- AUFGABE 1 -
Erläutern Sie anhand des Textabschnitts, wozu die Kommunikation über den Bildschirm dient.
- AUFGABE 2 -
Schreiben Sie aus dem Textabschnitt den Wortlaut ab, beginnend mit „Sie, die ich“ und fortlaufend bis „kräftig genug, jedennoch.“.

- TEXTABSCHNITT -
-- -- --
III, 412 – Alberi pizzuti

Decisamente abgesunken in einen dunklen Herbst und seit vorgestern mit Feuerchen im Ofen. Kommunikation über den Bildschirm ohne bestimmte Adressaten, nur um festzustellen: Es funzt. Direkte Kommunikationskampagnen, also die Suche nach einem Ansprechpartner, gibt es nicht. Es liegt mir auch nichts daran. Ich wüßte den Kommunikationsanspruch nicht zu begründen. Manchmal sogar die Zögerlichkeit, die Beträge für fällige Rechnungen abzuklären, um sie dann auszustellen (emettere, spegnere, esporre; ein Wort wie “aufheben”: raccogliere, sospendere, conservare). Und nicht mal lange Briefe schreiben. Das Außen außen vor, verbannt in Vorstellungen von einem “Jenseits der Ringautobahn”, die er sich als Heiligenschein aufsetzt, sobald er sich wachruft Gespräche, die mit ihren changierenden Wellen ins Immergleiche verwässern. Das Rauschen einer ans Ohr gehaltenen Muschel. Ohrmuschel, Mundmuschel (man warf mir zu nuscheln in der Jugendzeit oft vor), ohne daß sich etwas mauschelt. Mit der Posaune eines wollschlägerschen “Ich bin eine Insel” den falschen Ton treffen: ist gar nicht von ihm (immerhin gibt es “Die Insel” – sein Buch über Schmidt, Arno).
Sie, die ich eigentlich (nicht) anrufen mochte, war’s, die mal sagte, sie hoffe auf lauter Inseln. Sich anzuhören, man erleide ständig Unrecht in der Welt, ist zwar nicht unerheblich, erhebend aber auch nicht. Aber auch Geburtstagsfelsen sind eher öde Eilande, als daß man sich auf ihnen tatsächlich wohlfühlen könnte. Die Verve-Brandung der Worte, um dann abzusacken wie damals an der felsigen Küste bei Dubrovnik, wo dich fast schon das Gefühl ergriff, es ergreife dich das Wasser in seinem mächtigen Abwärtsdrang. Die Hände waren kräftig genug, jedennoch.
-- -- --
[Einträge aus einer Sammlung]
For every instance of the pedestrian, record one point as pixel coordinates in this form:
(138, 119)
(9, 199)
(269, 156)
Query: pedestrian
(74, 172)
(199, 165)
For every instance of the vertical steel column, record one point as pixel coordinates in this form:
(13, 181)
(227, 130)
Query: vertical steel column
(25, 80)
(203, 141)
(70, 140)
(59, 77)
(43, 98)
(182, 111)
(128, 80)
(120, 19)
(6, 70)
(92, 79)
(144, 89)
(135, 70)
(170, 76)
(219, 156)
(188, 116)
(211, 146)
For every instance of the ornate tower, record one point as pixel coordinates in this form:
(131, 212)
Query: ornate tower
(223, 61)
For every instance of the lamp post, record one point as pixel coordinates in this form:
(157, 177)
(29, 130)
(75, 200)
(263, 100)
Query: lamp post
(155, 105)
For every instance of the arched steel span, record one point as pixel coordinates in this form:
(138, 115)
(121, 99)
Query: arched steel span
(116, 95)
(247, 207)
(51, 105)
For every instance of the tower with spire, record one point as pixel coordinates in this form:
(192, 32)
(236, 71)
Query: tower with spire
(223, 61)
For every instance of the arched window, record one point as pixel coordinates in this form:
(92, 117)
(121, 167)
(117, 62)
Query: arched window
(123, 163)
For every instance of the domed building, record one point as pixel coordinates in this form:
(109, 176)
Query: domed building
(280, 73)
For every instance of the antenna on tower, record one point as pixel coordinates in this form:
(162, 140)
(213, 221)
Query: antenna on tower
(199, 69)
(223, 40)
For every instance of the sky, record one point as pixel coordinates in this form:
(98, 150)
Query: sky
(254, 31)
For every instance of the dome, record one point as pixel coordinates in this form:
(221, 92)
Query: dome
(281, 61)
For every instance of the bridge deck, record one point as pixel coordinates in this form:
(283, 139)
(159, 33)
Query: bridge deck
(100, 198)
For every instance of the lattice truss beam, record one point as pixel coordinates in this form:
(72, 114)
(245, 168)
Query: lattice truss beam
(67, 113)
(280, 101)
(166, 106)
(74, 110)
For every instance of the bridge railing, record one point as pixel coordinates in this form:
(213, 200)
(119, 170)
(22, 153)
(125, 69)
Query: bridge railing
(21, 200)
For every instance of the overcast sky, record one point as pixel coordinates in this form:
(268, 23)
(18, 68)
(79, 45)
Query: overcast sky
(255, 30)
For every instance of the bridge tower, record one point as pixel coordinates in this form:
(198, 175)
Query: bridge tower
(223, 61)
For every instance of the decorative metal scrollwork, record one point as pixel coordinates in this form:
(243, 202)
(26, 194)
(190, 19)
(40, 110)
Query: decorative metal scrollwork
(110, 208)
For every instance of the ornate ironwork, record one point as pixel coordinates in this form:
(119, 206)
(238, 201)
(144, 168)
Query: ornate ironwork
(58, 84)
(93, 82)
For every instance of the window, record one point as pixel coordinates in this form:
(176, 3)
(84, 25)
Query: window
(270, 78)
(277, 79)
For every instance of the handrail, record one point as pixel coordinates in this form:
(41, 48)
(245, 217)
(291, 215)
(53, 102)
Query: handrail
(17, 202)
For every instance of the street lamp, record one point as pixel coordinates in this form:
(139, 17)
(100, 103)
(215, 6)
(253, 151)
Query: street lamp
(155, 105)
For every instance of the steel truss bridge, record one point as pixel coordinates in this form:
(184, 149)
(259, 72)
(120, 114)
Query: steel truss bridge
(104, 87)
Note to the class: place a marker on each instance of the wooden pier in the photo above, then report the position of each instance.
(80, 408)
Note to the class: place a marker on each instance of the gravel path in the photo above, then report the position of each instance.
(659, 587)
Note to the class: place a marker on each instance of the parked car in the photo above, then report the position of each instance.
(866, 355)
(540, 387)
-- -- --
- ANTWORT 1 -
Die Kommunikation über den Bildschirm richtet sich an keine bestimmten Adressaten. Sie dient nur dazu festzustellen, dass es funktioniert („Es funzt“).

- ANTWORT 2 -
Sie, die ich eigentlich (nicht) anrufen mochte, war’s, die mal sagte, sie hoffe auf lauter Inseln. Sich anzuhören, man erleide ständig Unrecht in der Welt, ist zwar nicht unerheblich, erhebend aber auch nicht. Aber auch Geburtstagsfelsen sind eher öde Eilande, als daß man sich auf ihnen tatsächlich wohlfühlen könnte. Die Verve-Brandung der Worte, um dann abzusacken wie damals an der felsigen Küste bei Dubrovnik, wo dich fast schon das Gefühl ergriff, es ergreife dich das Wasser in seinem mächtigen Abwärtsdrang. Die Hände waren kräftig genug, jedennoch.